[Start of Attachment]

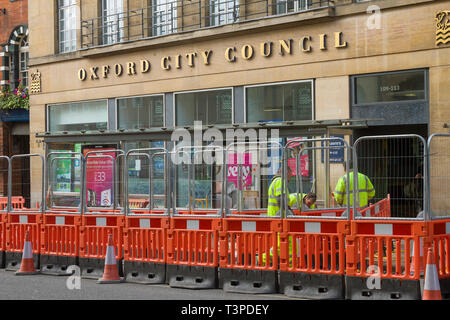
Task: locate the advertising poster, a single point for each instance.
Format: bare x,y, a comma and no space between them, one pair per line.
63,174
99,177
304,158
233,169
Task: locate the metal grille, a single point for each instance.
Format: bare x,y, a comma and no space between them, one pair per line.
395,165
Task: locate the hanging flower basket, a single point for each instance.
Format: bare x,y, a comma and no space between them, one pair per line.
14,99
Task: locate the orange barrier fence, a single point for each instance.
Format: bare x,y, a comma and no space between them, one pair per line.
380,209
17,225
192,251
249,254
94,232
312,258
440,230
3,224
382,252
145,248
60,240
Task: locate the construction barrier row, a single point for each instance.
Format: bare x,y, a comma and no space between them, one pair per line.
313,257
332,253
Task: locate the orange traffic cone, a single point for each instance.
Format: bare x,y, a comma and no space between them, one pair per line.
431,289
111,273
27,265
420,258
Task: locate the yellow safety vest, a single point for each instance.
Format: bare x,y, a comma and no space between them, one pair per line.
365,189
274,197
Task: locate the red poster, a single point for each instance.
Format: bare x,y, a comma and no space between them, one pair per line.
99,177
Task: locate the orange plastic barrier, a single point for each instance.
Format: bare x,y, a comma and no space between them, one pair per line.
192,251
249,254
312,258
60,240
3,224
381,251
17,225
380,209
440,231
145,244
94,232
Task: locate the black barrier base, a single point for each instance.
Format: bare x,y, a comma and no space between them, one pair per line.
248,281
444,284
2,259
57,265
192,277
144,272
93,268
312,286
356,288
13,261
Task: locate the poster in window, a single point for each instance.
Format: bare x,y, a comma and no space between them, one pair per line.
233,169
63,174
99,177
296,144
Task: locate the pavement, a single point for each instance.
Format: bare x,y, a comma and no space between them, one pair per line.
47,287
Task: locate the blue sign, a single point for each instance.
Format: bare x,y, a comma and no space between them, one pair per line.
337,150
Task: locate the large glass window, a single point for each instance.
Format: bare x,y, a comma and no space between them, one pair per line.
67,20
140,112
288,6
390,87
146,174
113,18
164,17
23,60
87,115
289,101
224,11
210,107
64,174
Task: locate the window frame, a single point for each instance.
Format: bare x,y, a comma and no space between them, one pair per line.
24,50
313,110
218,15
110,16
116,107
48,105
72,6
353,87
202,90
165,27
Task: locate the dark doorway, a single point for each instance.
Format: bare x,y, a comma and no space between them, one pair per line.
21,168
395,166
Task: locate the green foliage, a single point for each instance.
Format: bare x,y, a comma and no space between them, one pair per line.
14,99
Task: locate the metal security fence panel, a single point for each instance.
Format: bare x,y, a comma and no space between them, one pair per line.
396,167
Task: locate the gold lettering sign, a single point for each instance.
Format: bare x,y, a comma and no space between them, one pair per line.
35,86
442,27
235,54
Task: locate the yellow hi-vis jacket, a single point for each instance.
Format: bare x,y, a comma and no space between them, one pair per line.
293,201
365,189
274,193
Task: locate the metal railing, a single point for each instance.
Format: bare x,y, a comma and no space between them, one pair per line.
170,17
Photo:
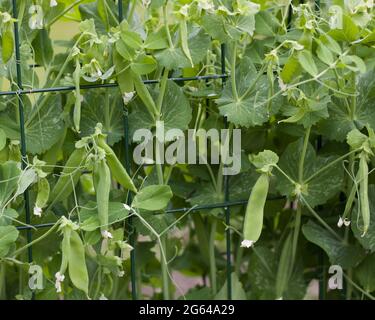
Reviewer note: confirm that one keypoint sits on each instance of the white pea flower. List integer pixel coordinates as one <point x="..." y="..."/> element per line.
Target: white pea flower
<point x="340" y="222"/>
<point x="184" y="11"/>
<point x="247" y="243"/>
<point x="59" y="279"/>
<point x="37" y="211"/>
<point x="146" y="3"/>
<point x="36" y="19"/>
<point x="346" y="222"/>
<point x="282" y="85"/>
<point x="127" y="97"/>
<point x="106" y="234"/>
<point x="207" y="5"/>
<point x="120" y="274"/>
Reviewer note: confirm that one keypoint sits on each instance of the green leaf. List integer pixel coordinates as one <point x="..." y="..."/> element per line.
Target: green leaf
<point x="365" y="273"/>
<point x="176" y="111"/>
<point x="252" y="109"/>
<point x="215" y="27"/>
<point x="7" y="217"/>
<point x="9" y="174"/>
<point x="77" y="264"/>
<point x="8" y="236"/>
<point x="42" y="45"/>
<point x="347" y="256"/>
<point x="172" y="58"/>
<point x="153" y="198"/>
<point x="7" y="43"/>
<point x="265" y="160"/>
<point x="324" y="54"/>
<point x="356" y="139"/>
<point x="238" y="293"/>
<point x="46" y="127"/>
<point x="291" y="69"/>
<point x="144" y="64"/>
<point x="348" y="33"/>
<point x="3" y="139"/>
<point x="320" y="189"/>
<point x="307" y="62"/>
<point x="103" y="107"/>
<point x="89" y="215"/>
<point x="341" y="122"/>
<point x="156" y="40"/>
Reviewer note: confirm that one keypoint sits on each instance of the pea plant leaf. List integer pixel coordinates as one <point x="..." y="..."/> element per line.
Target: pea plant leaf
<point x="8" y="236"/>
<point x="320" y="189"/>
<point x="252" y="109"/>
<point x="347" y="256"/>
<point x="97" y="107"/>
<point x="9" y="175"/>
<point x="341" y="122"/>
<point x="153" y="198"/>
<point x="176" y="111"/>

[End of Attachment]

• **Your assignment**
Except for the pictures, the whole listing above should be transcribed exactly.

• **Result of this task**
Task: locate the advertising poster, a single point for each instance.
Format: bare x,y, a comma and no space between them, one pair per line.
63,174
99,177
304,158
233,169
Task: locate the metal grille, a single point for each instance.
Format: bare x,y, a comma and no space between them, one pair per line.
395,165
Task: locate the hanging flower basket, a single point for each instance.
Format: bare x,y, a comma and no space between them, one pair per line.
14,99
Task: locate the orange barrier fence, a single point for each instance.
Format: bare x,y, a comma and no space between them, one pair per line.
380,209
17,225
192,251
249,254
94,232
312,258
440,230
3,224
382,252
145,248
60,240
Task: locate the construction barrier row, a single point for each instance.
Format: bare x,y, a comma and no space between them, one pair per line.
313,257
332,253
Task: locate the orange traffic cone, a single point for each instance.
Format: bare x,y, a comma and no space between them, one pair per line.
431,289
111,273
27,265
420,258
Task: locate the yellow safety vest, a single point for each instance.
Format: bare x,y, a comma and no space between them, one pair per line.
365,189
274,197
Task: locate the red poster, a single point for each instance.
Format: bare x,y, a comma and no space between them, one pair per line.
99,177
Task: locate the orange plastic barrier, a single point for each instance.
Format: bare x,y, a comma and no space between them, one pair per line.
192,251
249,254
312,258
60,240
3,224
381,251
17,225
380,209
440,231
145,244
94,232
Task: locate the black barrier base, a single point for each instance.
Format: bare x,y, a comma and no space between them, one pair per line.
248,281
444,284
2,259
57,265
192,277
144,272
93,268
312,286
356,288
13,261
Task: locate the poster in window, a single point for each instance.
Format: bare x,y, a comma and no space between them, one pair per line.
233,169
63,174
99,177
296,144
Task: locate the pavement, a single point for each instance.
Format: bare x,y, a comma and no space between them, one pair per line.
47,287
Task: locate the blue sign, a single point for each instance.
Format: bare x,y, a comma and no space between them, one pair per line.
337,150
Task: locate the large glass window, a single point for each instance.
Format: bare x,y, a comma and no space between them, one pair per line.
67,20
140,112
288,6
390,87
146,174
113,18
164,17
23,60
87,115
289,101
224,11
210,107
64,174
Task: locate the window frame, a single point for each instance.
Format: bare x,y, a comma and no space between them, one pair per line.
24,50
313,110
218,15
110,16
116,107
48,105
72,6
353,87
202,90
165,27
Task: locate the dark doorway, a single point for each instance.
Format: bare x,y, a comma and no space between them, one pair per line.
21,168
395,166
Task: locate the green foliage, a single point for each instance.
Format: bare x,y, a comma and no space between them, one pair per line.
14,99
Task: locate the metal security fence panel, a single point for each instance.
Format: bare x,y, a comma and no space between them, one pair per line.
396,167
Task: locate the gold lettering sign, a single point for each instance.
Format: bare x,y, a comma and no space between them, one pair per line.
35,86
442,27
235,54
Task: locate the yellow hi-vis jacket, a single point for each instance.
Format: bare x,y, a comma and no space between them, one pair per line.
293,201
365,189
274,193
Task: locate the metal railing, a single point for each instance.
Format: bare x,y, a comma and no space between them, one pair per line.
170,17
Photo:
Reviewer note: confirm that one keypoint sits on each instance of the white pea flower. List integer pixel coordinates as one <point x="..." y="..."/> element per line.
Target: white pea flower
<point x="340" y="222"/>
<point x="184" y="11"/>
<point x="247" y="243"/>
<point x="59" y="279"/>
<point x="37" y="211"/>
<point x="146" y="3"/>
<point x="36" y="19"/>
<point x="346" y="222"/>
<point x="282" y="85"/>
<point x="127" y="97"/>
<point x="106" y="234"/>
<point x="207" y="5"/>
<point x="120" y="274"/>
Reviewer note: confirm that one keypoint sits on each instance of the green leaf. List integer pixel coordinates as one <point x="..." y="..."/> element per line.
Target: green leaf
<point x="365" y="273"/>
<point x="176" y="111"/>
<point x="252" y="109"/>
<point x="215" y="27"/>
<point x="7" y="217"/>
<point x="9" y="174"/>
<point x="77" y="264"/>
<point x="8" y="236"/>
<point x="42" y="45"/>
<point x="347" y="256"/>
<point x="172" y="58"/>
<point x="153" y="198"/>
<point x="7" y="43"/>
<point x="265" y="160"/>
<point x="324" y="54"/>
<point x="356" y="139"/>
<point x="238" y="293"/>
<point x="46" y="127"/>
<point x="291" y="69"/>
<point x="144" y="64"/>
<point x="348" y="33"/>
<point x="3" y="139"/>
<point x="320" y="189"/>
<point x="307" y="62"/>
<point x="103" y="107"/>
<point x="89" y="215"/>
<point x="341" y="122"/>
<point x="156" y="40"/>
Reviewer note: confirm that one keypoint sits on each instance of the pea plant leaf. List integer pixel coordinates as one <point x="..." y="..."/> element per line.
Target: pea plant leaf
<point x="8" y="236"/>
<point x="320" y="189"/>
<point x="252" y="109"/>
<point x="347" y="256"/>
<point x="97" y="107"/>
<point x="9" y="175"/>
<point x="341" y="122"/>
<point x="153" y="198"/>
<point x="176" y="111"/>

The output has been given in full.